*WRITTEN REQUEST:*
Rewrite the stretch from the start of the listing through the line containing "x=415, y=103", changing "rocky shoreline" to "rocky coastline" and keeping everything else the same. Return only that stretch.
★ ★ ★
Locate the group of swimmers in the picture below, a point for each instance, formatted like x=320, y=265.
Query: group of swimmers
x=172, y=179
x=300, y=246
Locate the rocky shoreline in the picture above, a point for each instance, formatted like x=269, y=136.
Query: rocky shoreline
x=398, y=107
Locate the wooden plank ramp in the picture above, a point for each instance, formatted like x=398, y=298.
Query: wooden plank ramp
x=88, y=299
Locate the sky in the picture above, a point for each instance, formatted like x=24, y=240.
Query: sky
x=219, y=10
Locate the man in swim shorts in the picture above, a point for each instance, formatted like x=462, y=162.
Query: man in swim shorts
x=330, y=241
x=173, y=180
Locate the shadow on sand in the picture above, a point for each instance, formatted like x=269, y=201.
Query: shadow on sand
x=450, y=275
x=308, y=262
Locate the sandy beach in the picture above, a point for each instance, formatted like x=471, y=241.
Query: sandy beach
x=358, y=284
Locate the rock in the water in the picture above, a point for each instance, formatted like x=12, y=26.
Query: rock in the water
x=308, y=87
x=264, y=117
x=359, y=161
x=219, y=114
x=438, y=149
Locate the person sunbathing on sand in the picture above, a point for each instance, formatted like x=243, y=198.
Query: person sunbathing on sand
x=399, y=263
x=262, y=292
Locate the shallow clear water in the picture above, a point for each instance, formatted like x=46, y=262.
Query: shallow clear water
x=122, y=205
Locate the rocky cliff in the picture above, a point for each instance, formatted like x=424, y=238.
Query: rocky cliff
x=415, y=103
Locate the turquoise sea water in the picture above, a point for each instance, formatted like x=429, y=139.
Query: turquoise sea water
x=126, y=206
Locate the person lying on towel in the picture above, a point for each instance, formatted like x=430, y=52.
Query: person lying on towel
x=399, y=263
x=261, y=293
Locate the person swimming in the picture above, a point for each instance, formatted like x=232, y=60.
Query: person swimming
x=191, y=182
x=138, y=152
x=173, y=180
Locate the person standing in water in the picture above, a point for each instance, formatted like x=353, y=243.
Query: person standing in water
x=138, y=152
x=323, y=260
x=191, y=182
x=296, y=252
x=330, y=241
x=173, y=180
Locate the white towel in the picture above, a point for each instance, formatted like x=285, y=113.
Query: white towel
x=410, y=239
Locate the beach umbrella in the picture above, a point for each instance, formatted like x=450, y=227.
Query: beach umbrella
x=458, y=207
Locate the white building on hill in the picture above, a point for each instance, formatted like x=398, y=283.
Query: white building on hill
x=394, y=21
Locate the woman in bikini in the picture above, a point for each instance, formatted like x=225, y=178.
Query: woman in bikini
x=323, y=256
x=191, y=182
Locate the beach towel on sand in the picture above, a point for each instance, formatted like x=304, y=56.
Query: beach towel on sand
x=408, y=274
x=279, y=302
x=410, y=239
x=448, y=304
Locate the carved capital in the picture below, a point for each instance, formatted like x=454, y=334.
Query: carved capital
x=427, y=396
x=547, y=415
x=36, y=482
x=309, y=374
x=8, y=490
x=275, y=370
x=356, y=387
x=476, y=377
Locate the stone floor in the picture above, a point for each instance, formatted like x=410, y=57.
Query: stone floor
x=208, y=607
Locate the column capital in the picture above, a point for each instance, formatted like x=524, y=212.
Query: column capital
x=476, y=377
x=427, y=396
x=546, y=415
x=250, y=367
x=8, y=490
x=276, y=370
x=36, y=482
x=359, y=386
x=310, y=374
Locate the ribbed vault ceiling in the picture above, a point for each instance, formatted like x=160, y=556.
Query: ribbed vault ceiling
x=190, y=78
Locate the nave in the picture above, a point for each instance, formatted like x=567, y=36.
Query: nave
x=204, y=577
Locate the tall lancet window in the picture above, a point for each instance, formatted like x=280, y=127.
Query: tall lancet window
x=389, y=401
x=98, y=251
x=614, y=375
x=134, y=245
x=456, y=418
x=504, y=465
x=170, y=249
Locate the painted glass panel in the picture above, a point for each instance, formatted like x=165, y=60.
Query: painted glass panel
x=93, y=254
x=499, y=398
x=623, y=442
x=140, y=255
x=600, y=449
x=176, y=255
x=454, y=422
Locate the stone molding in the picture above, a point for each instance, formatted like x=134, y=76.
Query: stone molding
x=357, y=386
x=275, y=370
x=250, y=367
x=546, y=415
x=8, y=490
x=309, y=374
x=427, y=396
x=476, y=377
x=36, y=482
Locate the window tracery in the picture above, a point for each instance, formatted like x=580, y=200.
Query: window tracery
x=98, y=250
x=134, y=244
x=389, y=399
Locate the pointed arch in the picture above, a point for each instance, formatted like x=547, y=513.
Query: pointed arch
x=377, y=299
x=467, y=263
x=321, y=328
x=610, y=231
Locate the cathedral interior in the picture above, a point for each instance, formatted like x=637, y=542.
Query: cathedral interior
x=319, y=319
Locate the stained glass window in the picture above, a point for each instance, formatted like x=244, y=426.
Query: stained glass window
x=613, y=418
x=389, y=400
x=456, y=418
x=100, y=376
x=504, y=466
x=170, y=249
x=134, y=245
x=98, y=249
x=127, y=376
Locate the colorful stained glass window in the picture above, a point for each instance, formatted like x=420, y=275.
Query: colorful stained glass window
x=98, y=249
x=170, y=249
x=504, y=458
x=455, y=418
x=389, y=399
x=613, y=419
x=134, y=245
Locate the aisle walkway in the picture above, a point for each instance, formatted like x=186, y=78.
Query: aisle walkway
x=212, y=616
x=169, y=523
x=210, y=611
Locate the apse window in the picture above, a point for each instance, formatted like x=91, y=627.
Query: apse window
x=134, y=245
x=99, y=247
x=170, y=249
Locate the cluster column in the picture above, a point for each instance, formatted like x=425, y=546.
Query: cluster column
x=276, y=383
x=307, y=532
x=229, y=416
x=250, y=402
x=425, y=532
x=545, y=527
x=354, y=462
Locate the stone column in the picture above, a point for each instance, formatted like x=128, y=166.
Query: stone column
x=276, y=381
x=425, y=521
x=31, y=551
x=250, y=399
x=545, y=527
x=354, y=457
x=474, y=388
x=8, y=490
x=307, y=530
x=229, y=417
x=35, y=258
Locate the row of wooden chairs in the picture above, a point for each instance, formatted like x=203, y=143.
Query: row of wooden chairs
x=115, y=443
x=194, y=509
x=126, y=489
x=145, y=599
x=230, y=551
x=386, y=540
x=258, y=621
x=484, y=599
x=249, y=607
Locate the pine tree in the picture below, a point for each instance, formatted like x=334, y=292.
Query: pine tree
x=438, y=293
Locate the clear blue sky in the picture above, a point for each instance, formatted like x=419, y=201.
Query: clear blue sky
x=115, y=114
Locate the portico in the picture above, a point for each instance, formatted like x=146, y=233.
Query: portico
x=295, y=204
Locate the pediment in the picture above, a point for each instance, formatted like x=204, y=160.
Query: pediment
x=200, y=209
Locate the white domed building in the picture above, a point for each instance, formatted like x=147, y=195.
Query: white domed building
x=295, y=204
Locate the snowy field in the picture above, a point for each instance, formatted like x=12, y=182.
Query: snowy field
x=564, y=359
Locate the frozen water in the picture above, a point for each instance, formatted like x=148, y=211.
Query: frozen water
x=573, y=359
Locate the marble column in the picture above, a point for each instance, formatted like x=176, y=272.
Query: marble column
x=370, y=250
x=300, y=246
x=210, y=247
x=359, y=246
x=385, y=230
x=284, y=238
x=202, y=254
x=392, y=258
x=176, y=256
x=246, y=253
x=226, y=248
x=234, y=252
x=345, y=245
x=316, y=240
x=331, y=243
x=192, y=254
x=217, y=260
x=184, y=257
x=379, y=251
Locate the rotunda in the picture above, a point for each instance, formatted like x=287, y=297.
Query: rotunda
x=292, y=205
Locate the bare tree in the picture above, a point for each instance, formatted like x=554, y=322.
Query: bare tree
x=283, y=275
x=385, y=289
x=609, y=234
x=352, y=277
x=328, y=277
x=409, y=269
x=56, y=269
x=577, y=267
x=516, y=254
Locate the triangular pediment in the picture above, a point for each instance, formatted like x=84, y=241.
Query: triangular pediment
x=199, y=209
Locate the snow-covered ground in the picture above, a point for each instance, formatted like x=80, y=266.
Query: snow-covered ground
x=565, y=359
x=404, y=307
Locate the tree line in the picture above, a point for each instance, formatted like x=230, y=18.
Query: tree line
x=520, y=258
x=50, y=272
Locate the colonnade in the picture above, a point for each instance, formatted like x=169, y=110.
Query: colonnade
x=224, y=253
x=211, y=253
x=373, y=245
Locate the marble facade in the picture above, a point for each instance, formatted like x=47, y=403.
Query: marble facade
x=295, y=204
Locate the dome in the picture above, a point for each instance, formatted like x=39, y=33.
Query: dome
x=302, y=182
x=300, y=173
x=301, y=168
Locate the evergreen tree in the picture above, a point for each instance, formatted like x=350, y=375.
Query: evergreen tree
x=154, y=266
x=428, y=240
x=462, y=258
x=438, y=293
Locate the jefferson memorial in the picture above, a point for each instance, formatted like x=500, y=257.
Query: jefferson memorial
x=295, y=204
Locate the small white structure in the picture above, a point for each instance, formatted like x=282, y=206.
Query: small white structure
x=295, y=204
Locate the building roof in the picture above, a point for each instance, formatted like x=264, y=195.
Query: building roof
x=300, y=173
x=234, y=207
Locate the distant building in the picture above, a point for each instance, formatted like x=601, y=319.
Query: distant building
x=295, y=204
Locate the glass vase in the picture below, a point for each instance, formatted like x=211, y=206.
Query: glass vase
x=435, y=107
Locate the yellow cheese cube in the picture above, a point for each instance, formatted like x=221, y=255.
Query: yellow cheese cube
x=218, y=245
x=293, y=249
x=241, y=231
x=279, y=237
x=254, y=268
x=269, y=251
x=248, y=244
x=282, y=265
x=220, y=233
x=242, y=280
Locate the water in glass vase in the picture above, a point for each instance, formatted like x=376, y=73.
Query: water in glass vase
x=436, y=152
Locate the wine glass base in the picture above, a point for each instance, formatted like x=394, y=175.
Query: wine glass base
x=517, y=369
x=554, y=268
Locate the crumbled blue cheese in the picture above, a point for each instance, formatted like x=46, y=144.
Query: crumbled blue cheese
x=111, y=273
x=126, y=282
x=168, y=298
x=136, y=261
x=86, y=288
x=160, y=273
★ ★ ★
*WRITTEN ANSWER:*
Locate the group of swimmers in the picture below, a point for each instance, formatted like x=320, y=265.
Query: group of swimmers
x=172, y=179
x=300, y=246
Locate the rocky coastline in the picture above, a point for each instance, formatted like x=269, y=136.
Query: rocky coastline
x=398, y=107
Locate the wooden plank ramp in the picture above, a point for each instance, formatted like x=398, y=298.
Query: wooden plank ramp
x=88, y=299
Locate the sky in the picture above, a point for each instance, formatted like x=24, y=240.
Query: sky
x=219, y=10
Locate the man in swim shorts in the picture above, a point for each instance, formatted like x=462, y=162.
Query: man in swim shorts
x=330, y=241
x=173, y=180
Locate the shadow on sand in the picture above, a point for each instance, formatted like x=269, y=201.
Query: shadow on sand
x=450, y=275
x=308, y=262
Locate the sandy beach in the picture above, a point for each instance, formatted like x=471, y=241.
Query: sandy beach
x=358, y=284
Locate the rock in the water in the picture above, a point for each instance, formatted like x=12, y=26.
Query: rock in the water
x=308, y=87
x=264, y=117
x=359, y=161
x=219, y=114
x=438, y=149
Locate the person sunbathing on sand in the picture above, a point for each instance, formatted like x=243, y=198.
Query: person sunbathing on sand
x=399, y=263
x=262, y=292
Locate the shallow clear water in the picture above, a point for each instance, formatted like x=46, y=262.
Query: shallow clear water
x=122, y=205
Locate the rocky cliff in the picture above, a point for each instance, formatted like x=424, y=238.
Query: rocky cliff
x=415, y=103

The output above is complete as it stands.